The task: Reproduce the material in full, unchanged.

Labeled-object pointing entries:
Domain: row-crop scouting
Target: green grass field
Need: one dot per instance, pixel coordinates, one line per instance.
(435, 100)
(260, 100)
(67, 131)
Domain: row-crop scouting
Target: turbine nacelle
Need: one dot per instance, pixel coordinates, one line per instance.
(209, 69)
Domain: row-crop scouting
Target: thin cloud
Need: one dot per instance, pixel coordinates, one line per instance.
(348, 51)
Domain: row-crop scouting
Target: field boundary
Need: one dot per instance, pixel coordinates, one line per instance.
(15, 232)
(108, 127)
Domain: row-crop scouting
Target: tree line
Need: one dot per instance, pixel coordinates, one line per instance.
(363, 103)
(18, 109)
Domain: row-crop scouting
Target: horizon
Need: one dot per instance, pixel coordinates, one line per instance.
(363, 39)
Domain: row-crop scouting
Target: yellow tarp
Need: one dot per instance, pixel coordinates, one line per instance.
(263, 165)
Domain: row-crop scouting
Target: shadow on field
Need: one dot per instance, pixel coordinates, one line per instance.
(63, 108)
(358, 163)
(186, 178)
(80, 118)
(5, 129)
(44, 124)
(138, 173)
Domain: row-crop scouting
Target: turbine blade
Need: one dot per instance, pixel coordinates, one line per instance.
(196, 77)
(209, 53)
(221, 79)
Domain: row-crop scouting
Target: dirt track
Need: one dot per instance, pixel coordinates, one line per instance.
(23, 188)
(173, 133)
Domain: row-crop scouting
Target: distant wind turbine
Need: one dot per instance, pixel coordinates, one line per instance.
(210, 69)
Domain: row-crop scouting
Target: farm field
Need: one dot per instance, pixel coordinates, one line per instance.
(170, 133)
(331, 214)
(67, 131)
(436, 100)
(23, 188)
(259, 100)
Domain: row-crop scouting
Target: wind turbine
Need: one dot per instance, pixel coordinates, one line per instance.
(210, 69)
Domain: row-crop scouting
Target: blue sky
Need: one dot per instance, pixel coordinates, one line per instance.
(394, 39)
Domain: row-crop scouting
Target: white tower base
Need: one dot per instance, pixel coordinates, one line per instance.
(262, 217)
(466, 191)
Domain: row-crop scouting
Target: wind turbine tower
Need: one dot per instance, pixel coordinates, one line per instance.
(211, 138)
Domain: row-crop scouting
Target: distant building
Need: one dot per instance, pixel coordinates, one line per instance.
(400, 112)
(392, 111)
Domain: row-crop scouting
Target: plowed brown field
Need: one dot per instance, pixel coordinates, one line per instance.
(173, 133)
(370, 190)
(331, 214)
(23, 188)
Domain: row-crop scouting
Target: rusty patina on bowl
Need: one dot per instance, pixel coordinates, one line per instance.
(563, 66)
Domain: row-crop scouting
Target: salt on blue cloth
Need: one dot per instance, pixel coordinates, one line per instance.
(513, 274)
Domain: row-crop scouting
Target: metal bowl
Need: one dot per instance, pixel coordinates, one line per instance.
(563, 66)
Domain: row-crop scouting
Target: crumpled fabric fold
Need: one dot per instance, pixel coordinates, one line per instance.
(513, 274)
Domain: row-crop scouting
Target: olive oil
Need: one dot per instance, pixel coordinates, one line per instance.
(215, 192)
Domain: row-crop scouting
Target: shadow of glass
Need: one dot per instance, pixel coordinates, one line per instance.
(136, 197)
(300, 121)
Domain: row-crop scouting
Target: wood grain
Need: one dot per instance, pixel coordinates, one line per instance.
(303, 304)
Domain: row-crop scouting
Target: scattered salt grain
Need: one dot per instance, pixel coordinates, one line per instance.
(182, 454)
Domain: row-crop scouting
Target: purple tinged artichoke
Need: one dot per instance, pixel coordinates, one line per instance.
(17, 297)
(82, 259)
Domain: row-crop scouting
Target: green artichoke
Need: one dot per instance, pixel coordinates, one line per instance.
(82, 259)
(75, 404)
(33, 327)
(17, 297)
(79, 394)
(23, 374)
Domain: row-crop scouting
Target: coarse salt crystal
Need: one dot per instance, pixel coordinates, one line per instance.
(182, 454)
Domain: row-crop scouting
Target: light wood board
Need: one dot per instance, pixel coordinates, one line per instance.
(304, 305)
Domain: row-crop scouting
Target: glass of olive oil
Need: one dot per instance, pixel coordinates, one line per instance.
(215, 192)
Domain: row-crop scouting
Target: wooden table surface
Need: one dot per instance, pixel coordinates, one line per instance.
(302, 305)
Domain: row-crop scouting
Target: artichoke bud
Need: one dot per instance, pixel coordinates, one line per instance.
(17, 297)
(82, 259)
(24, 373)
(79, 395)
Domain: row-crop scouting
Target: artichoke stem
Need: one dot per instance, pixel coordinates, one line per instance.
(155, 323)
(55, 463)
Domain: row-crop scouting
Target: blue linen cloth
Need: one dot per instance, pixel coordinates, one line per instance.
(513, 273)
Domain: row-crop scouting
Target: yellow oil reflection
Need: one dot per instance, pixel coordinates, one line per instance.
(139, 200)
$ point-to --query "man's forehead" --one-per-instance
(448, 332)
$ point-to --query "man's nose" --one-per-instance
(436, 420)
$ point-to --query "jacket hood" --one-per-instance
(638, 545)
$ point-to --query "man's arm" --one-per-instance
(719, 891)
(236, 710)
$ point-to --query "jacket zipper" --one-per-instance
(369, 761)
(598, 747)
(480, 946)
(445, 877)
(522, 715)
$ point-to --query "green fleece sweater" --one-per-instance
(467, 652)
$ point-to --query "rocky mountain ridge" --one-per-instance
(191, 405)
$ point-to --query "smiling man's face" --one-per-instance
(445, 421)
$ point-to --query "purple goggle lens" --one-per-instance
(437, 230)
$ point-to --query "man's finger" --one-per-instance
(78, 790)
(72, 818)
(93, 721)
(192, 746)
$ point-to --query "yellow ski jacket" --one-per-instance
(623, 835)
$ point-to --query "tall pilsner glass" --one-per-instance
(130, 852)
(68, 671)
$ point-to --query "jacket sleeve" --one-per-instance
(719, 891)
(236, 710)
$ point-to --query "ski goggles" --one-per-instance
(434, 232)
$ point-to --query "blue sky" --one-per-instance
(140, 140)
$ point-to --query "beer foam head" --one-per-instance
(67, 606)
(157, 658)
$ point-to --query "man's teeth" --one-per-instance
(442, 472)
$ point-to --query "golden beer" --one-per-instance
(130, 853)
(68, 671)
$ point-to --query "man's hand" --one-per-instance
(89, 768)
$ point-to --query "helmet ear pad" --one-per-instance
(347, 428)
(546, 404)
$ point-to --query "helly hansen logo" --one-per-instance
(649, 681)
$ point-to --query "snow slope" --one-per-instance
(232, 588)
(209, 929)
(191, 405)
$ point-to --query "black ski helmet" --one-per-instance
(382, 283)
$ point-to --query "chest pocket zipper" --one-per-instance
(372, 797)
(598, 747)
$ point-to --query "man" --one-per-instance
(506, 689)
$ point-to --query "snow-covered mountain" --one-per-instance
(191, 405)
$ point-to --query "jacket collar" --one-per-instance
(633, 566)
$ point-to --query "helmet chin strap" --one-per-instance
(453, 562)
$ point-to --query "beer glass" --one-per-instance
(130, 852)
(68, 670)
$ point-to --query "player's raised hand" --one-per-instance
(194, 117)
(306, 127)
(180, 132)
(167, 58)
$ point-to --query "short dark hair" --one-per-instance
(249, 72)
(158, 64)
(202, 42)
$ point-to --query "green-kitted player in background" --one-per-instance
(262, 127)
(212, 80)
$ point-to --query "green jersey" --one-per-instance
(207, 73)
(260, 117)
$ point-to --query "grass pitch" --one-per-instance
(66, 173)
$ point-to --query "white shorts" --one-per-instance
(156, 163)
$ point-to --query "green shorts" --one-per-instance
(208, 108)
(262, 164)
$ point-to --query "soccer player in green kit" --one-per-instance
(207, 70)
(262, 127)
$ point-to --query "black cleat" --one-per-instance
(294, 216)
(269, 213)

Solution to the exercise:
Domain: row-crop scouting
Target: green grass field
Need: one dot per instance, pixel coordinates, one line per instance.
(435, 100)
(260, 100)
(67, 131)
Domain: row-crop scouting
Target: turbine nacelle
Need: one dot per instance, pixel coordinates, one line per instance.
(209, 69)
Domain: row-crop scouting
Target: thin cloud
Need: one dot per instance, pixel coordinates, one line per instance.
(348, 51)
Domain: row-crop scouting
Target: field boundary
Need: one dot per instance, pixel coordinates, one line per instance.
(15, 232)
(108, 127)
Domain: row-crop scouting
Target: tree line
Need: one dot per instance, pixel coordinates, one line per instance.
(363, 103)
(18, 109)
Domain: row-crop scouting
Target: horizon
Need: one dot per instance, pixel coordinates, one line per instance.
(363, 39)
Domain: row-crop scouting
Target: yellow tarp
Need: one dot per instance, pixel coordinates, one line per instance.
(263, 165)
Domain: row-crop scouting
Target: shadow on field
Need: one dot per instance, pixel coordinates, one line per instance.
(63, 108)
(358, 163)
(186, 178)
(80, 118)
(5, 129)
(44, 124)
(138, 173)
Domain: row-crop scouting
Target: turbine blade
Need: one dot per instance, pixel coordinates, one line per instance.
(196, 77)
(209, 53)
(221, 79)
Domain: row-crop scouting
Target: dirt track
Need: one dot per instance, pixel coordinates, one line per instance.
(23, 188)
(173, 133)
Domain: row-crop scouting
Target: distant wind turbine
Need: one dot per instance, pixel coordinates, one line per instance.
(210, 69)
Domain: row-crop scouting
Target: farm field
Need: one dot per instance, pixel coordinates, one line per instance.
(170, 133)
(331, 214)
(67, 131)
(436, 100)
(23, 188)
(259, 100)
Domain: row-crop scouting
Target: wind turbine
Need: one dot per instance, pixel coordinates, one line per instance.
(210, 69)
Domain: row-crop scouting
Target: blue sky
Need: one dot per instance, pixel coordinates, one line per instance.
(394, 39)
Domain: row-crop scouting
Target: white tower base
Need: one dot per instance, pixel coordinates, one line per instance.
(262, 217)
(466, 191)
Domain: row-crop scouting
Target: wind turbine tower
Need: one dot per instance, pixel coordinates, one line per instance.
(211, 138)
Domain: row-crop scouting
Target: distant building
Need: one dot per instance, pixel coordinates, one line per instance.
(400, 112)
(392, 111)
Domain: row-crop scouting
Target: plowed brown field
Need: one dot per instance, pixel coordinates, one line per instance.
(173, 133)
(370, 190)
(331, 214)
(23, 188)
Domain: row-crop scouting
Target: rusty patina on bowl
Need: one dot per instance, pixel coordinates, one line per instance.
(563, 66)
Domain: row-crop scouting
Target: salt on blue cloth
Need: one dot per instance, pixel coordinates, one line per instance.
(513, 274)
Domain: row-crop scouting
Target: metal bowl
Need: one dot per instance, pixel coordinates, one line per instance.
(563, 66)
Domain: row-crop scouting
Target: crumpled fabric fold
Need: one dot per instance, pixel coordinates, one line per instance.
(513, 274)
Domain: row-crop scouting
Target: olive oil
Need: one dot per instance, pixel coordinates, one line per instance.
(215, 192)
Domain: row-crop scouting
Target: shadow of glass
Need: one dot per instance, pixel coordinates, one line per instance.
(136, 197)
(300, 121)
Domain: row-crop scouting
Target: wood grain
Need: one dot per instance, pixel coordinates, one line per instance.
(303, 304)
Domain: row-crop scouting
Target: scattered salt grain
Need: one dot per instance, pixel coordinates, one line per instance.
(182, 454)
Domain: row-crop scouting
Target: purple tinged artichoke
Need: one dot per instance, pixel coordinates, one line per instance.
(17, 297)
(82, 259)
Domain: row-crop scouting
Target: green artichoke
Need: one dot per instance, pixel coordinates, one line per instance.
(82, 259)
(75, 404)
(33, 327)
(17, 297)
(79, 394)
(23, 374)
Domain: row-crop scouting
Target: coarse salt crystal
Need: one dot per instance, pixel coordinates, one line per instance.
(182, 454)
Domain: row-crop scouting
Target: light wood board
Need: one dot per instance, pixel coordinates, one line per instance.
(304, 305)
Domain: row-crop scouting
Target: glass of olive oil
Need: one dot per instance, pixel coordinates, one line per instance.
(215, 192)
Domain: row-crop scouting
Target: wooden table surface
Need: one dot per instance, pixel coordinates, one line per instance.
(302, 305)
Domain: row-crop scouting
Target: artichoke bud
Need: one dot per instance, pixel coordinates, one line per instance.
(17, 297)
(82, 259)
(24, 373)
(79, 395)
Domain: row-crop scouting
Target: artichoke stem
Need: one dot per instance, pixel coordinates, one line per instance.
(155, 323)
(55, 463)
Domain: row-crop scouting
Target: blue linen cloth
Need: one dot per instance, pixel coordinates, one line per instance.
(513, 273)
Domain: row-crop scouting
Target: yellow oil reflection
Need: one dot per instance, pixel coordinates, one line per instance.
(139, 200)
$ point-to --query "man's forehead" --one-per-instance
(448, 332)
$ point-to --query "man's nose" --one-per-instance
(436, 420)
$ point-to --query "jacket hood" --one-per-instance
(638, 545)
$ point-to --query "man's arm" --one-per-instance
(719, 891)
(236, 710)
$ point-to --query "jacket zipper" --one-per-instance
(369, 761)
(598, 747)
(480, 946)
(445, 877)
(522, 715)
$ point-to --query "green fleece sweater" --one-per-instance
(467, 652)
$ point-to --query "rocky mountain ridge" --one-per-instance
(191, 405)
$ point-to --query "smiling man's face" --one-per-instance
(445, 421)
$ point-to --query "purple goggle lens" --one-per-instance
(437, 230)
$ point-to --query "man's finger" --one-per-instance
(78, 790)
(72, 818)
(93, 721)
(192, 746)
$ point-to --query "yellow ski jacket" --one-per-instance
(623, 835)
$ point-to --query "tall pilsner glass" --one-per-instance
(130, 852)
(68, 671)
$ point-to --query "jacket sleeve" --one-per-instance
(719, 891)
(236, 710)
$ point-to --query "ski goggles" --one-per-instance
(434, 232)
$ point-to --query "blue sky" --one-per-instance
(140, 140)
$ point-to --query "beer foam head" --one-per-instance
(67, 606)
(157, 658)
$ point-to --query "man's teeth" --one-per-instance
(442, 472)
$ point-to --query "golden beer" --one-per-instance
(130, 853)
(68, 671)
$ point-to --query "man's hand" --one-per-instance
(89, 768)
$ point-to --query "helmet ear pad" --one-per-instance
(347, 428)
(546, 404)
$ point-to --query "helly hansen logo" --one-per-instance
(649, 681)
$ point-to --query "snow slope" --one-per-instance
(232, 588)
(209, 929)
(191, 405)
$ point-to --query "black ski helmet" --one-per-instance
(382, 283)
$ point-to --query "chest pocket zipper" --one-per-instance
(372, 797)
(598, 747)
$ point-to --query "man" --one-per-instance
(506, 689)
$ point-to --query "snow-covered mountain" --one-per-instance
(191, 405)
$ point-to --query "jacket collar" --one-per-instance
(633, 566)
$ point-to --query "helmet chin strap" --one-per-instance
(453, 562)
$ point-to --query "beer glass" --one-per-instance
(130, 852)
(68, 670)
$ point-to --query "player's raised hand" --one-per-instance
(194, 117)
(306, 127)
(180, 132)
(167, 58)
$ point-to --query "short dark hair" --one-per-instance
(249, 72)
(158, 64)
(202, 42)
$ point-to --query "green-kitted player in background" --one-per-instance
(262, 127)
(212, 80)
$ point-to --query "green jersey" --one-per-instance
(207, 73)
(260, 117)
$ point-to --query "grass pitch" --one-per-instance
(66, 173)
$ point-to --query "white shorts" --one-per-instance
(156, 163)
$ point-to --query "green shorts" --one-per-instance
(208, 108)
(262, 164)
$ point-to --query "soccer player in green kit" --one-per-instance
(207, 70)
(262, 127)
$ point-to --query "black cleat" --one-per-instance
(294, 216)
(269, 213)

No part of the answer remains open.